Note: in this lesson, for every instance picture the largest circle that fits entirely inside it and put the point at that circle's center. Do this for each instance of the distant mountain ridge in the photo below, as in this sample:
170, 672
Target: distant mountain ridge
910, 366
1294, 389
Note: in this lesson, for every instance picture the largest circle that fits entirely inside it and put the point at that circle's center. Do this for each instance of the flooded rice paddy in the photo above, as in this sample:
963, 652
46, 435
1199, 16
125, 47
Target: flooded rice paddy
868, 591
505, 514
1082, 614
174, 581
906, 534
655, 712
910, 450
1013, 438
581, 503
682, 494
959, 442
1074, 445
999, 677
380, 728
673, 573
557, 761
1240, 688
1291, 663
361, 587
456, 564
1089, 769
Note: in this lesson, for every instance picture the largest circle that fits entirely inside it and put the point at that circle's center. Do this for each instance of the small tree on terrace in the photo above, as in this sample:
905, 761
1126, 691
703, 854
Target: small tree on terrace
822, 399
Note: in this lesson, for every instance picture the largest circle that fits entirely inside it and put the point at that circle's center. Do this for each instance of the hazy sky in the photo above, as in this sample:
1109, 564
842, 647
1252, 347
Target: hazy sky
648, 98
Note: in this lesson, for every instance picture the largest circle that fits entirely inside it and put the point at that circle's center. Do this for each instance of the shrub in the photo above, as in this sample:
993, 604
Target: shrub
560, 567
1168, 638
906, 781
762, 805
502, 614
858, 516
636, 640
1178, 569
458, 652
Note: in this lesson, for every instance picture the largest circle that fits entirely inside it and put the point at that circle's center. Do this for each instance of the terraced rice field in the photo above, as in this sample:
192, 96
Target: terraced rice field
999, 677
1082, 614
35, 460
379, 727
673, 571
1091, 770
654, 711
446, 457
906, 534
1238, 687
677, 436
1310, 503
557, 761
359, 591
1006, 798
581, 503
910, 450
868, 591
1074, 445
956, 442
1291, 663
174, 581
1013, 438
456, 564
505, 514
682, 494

• _Stated goal_:
Substitute "misty sky" for "hazy sky" in the rows starting at the line that contains "of the small" and ending at the end of the rows, keeping everything else unchanged. Give back only those lines.

• _In response_:
Note: in this lesson, for every instance picture the largest circle that fits entirely inside it and put the point at that circle's center. Do this for each instance of the small tree on terrace in the photo above, as in this sample:
905, 761
1126, 691
703, 854
Target: small tree on terrace
822, 399
Note: in this lesson, for every instance picture the largest circle that fits entirely inside it and put the point at that circle's center. Do this for each instance of the misty sky in the photo above, as in this sample:
1109, 564
842, 647
1252, 347
Target: misty sky
648, 98
Note: in this lesson, for every instance picture the largest circle that fits entirely inside it and put the point at that circle's center. Do this for each instance of the shrub in the photo above, as in this sample:
993, 604
Target: shrub
560, 567
1168, 638
906, 781
762, 805
502, 614
858, 516
636, 640
1178, 569
458, 652
Note: in this lesson, for every instance picture the largest circle that fits entirely inside it and put the point at that circle's center. Do this for each instance of the terraced rice field in the photo above, as in this sample:
192, 96
Target: terraced rice field
999, 677
1082, 614
35, 460
379, 727
673, 571
1091, 770
654, 711
446, 457
906, 534
1238, 687
677, 436
1310, 503
557, 761
359, 591
1006, 798
581, 503
910, 450
868, 591
1074, 445
956, 442
1291, 663
174, 581
1013, 438
456, 564
505, 514
682, 494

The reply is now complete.